• _WRITTEN PROBLEM_: Convert the records, starting with the line that contains "tag: brown wooden siding" and running through the last line of the records, both included, into a JSON list of strings with one string per line and blank lines omitted.
>> START
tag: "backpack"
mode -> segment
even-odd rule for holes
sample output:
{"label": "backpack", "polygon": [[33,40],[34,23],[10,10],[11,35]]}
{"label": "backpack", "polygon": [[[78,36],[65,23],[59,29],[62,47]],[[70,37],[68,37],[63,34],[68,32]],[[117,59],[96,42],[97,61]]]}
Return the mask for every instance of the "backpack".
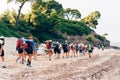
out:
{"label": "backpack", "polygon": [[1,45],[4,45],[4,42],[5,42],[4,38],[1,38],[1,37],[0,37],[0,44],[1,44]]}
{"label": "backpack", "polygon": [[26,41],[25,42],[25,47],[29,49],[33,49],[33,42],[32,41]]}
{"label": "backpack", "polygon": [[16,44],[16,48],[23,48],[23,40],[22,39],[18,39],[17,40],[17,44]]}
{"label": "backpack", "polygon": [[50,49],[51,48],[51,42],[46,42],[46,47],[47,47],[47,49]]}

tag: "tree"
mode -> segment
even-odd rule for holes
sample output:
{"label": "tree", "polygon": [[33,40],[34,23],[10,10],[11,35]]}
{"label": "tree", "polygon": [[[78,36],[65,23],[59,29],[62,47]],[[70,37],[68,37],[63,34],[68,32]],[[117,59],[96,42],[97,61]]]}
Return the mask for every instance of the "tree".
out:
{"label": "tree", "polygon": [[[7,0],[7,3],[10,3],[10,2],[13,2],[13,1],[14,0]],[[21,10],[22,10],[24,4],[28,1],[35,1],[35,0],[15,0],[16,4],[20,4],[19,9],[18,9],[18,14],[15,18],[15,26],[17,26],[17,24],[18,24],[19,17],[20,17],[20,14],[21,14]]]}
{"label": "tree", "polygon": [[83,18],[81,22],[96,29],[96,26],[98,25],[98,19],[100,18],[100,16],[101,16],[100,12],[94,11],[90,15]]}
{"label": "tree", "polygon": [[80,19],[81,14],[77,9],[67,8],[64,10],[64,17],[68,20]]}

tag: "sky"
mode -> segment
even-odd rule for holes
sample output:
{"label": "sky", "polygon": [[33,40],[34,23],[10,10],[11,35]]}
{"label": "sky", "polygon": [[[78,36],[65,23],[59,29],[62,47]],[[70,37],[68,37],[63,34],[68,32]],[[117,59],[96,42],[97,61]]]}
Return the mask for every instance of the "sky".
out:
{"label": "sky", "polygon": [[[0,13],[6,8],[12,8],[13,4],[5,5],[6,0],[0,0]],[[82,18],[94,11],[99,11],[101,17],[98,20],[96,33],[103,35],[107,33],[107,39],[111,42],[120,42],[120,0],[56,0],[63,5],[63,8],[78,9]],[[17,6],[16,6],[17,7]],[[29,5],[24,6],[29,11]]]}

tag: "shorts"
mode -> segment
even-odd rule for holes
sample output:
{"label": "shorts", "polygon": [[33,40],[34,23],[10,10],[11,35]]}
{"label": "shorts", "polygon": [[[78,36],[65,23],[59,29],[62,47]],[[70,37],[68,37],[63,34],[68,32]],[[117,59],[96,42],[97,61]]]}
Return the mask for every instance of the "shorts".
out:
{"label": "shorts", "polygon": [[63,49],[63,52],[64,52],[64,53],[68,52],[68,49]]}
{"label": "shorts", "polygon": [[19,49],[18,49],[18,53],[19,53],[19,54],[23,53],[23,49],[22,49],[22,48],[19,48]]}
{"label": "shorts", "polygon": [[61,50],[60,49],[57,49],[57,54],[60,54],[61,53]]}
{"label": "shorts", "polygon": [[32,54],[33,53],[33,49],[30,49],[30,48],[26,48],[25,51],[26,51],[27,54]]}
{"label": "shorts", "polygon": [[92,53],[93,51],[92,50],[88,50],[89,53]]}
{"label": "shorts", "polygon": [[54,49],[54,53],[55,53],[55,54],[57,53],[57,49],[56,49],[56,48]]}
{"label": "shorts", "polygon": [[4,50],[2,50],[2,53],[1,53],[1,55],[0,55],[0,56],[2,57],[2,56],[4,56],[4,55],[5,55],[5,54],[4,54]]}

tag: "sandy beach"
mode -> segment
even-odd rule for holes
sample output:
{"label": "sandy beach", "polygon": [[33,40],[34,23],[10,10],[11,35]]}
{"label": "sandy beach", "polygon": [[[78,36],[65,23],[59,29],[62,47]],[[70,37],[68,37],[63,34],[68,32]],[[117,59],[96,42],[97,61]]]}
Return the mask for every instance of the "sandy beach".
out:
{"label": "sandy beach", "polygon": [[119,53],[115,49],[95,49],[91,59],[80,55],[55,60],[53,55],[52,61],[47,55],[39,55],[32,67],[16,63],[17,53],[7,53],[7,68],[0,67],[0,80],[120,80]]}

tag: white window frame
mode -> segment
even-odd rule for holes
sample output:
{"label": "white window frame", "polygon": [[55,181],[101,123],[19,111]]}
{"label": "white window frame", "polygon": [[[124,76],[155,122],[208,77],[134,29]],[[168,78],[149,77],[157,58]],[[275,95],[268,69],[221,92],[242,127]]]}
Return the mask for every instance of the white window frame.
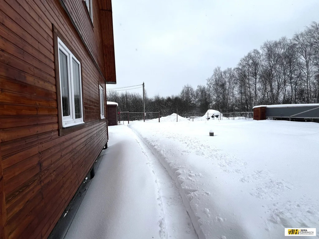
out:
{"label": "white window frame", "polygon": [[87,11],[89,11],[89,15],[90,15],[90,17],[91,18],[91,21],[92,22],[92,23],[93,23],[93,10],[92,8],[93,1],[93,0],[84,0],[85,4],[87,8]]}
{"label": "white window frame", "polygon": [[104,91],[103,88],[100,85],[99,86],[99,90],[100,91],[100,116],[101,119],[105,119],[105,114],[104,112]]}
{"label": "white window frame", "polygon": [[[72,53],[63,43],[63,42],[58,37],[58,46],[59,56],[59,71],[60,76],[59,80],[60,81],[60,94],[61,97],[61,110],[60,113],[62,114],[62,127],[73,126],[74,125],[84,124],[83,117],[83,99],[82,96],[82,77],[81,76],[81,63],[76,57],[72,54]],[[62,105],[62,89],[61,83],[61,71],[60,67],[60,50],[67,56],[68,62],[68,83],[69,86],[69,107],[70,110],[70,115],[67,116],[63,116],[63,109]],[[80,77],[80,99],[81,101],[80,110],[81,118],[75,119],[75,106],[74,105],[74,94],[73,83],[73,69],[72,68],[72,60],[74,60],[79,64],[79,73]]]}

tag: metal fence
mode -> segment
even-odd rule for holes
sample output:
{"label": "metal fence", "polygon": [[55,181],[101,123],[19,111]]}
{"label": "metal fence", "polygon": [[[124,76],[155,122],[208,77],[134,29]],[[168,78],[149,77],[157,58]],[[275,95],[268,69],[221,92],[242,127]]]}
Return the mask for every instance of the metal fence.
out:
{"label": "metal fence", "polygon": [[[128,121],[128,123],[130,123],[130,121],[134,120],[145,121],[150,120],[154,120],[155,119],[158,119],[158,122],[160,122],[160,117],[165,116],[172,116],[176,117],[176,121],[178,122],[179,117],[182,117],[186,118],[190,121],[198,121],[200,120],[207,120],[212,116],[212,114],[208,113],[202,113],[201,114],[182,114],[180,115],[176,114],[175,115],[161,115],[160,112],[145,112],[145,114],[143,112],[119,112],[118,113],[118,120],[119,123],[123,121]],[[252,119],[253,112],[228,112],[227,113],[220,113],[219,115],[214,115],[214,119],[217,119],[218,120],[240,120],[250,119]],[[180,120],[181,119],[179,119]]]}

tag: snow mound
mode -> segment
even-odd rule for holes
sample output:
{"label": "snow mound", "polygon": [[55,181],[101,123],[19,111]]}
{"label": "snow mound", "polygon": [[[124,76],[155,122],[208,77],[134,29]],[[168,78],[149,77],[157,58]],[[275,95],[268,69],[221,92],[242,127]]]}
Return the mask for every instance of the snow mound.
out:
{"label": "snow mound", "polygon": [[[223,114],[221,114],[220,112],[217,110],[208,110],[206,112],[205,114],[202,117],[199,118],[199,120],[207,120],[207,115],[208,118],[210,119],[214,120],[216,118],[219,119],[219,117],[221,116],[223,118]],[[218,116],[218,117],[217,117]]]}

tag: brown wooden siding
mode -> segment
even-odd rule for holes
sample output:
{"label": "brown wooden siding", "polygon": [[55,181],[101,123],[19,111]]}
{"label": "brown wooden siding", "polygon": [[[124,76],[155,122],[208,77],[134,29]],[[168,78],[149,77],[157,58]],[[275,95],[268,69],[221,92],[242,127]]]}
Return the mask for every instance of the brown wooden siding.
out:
>> END
• _OUTPUT OF THE EXERCISE_:
[
  "tag: brown wooden siding",
  "mode -> segment",
  "even-odd rule for holes",
  "sample output:",
  "{\"label\": \"brown wooden siding\", \"polygon\": [[55,181],[101,123],[19,111]]}",
  "{\"label\": \"brown wooden siding\", \"polygon\": [[[124,76],[155,122],[208,77],[134,29]],[[168,78],[149,77],[157,58]],[[275,95],[268,69],[221,92],[242,127]]]}",
  "Return the mask for every instance of the brown wooden siding.",
  "out:"
]